### EXERCISE DIRECTIONS:
Retype only what runs from the line that contains "indicate the computer mouse, a" through the last line of the listing below, both lines included.
Content starts
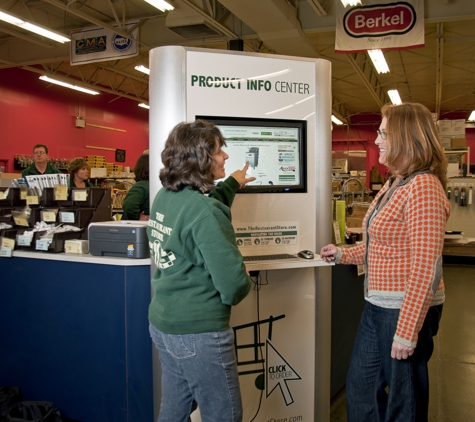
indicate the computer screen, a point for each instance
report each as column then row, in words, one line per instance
column 275, row 149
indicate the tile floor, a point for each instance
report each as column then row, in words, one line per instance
column 452, row 367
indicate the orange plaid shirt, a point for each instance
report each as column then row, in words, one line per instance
column 403, row 251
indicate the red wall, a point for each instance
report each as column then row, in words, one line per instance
column 362, row 134
column 33, row 111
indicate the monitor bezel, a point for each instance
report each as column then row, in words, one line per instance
column 256, row 121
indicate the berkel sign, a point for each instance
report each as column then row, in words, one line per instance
column 378, row 21
column 380, row 25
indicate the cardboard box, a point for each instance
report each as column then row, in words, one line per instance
column 458, row 128
column 453, row 170
column 446, row 141
column 445, row 127
column 359, row 210
column 354, row 222
column 459, row 143
column 98, row 172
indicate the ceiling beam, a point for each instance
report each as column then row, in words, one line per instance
column 28, row 38
column 317, row 7
column 86, row 84
column 361, row 65
column 221, row 28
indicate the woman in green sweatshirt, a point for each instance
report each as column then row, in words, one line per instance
column 200, row 275
column 136, row 204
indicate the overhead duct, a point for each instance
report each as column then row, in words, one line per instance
column 189, row 24
column 276, row 23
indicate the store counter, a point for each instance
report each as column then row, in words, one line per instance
column 75, row 332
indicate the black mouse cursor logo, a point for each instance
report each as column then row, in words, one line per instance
column 278, row 373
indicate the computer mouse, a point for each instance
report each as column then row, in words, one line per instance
column 306, row 254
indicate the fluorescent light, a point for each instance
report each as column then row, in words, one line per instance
column 65, row 84
column 336, row 120
column 143, row 69
column 160, row 4
column 394, row 96
column 350, row 2
column 379, row 62
column 33, row 28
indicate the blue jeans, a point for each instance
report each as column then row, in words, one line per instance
column 380, row 388
column 198, row 369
Content ends
### RESULT BELOW:
indicate the computer mouse, a point for each instance
report each as column then row, in words, one line per instance
column 306, row 254
indicate the fluorescent light, a point for each instance
report each as column then row, in words, one line per instance
column 65, row 84
column 336, row 120
column 143, row 69
column 160, row 4
column 394, row 96
column 350, row 2
column 379, row 62
column 33, row 28
indicate the blue jeans, a point for each instance
report each as column then row, in words, one line per instance
column 380, row 388
column 198, row 369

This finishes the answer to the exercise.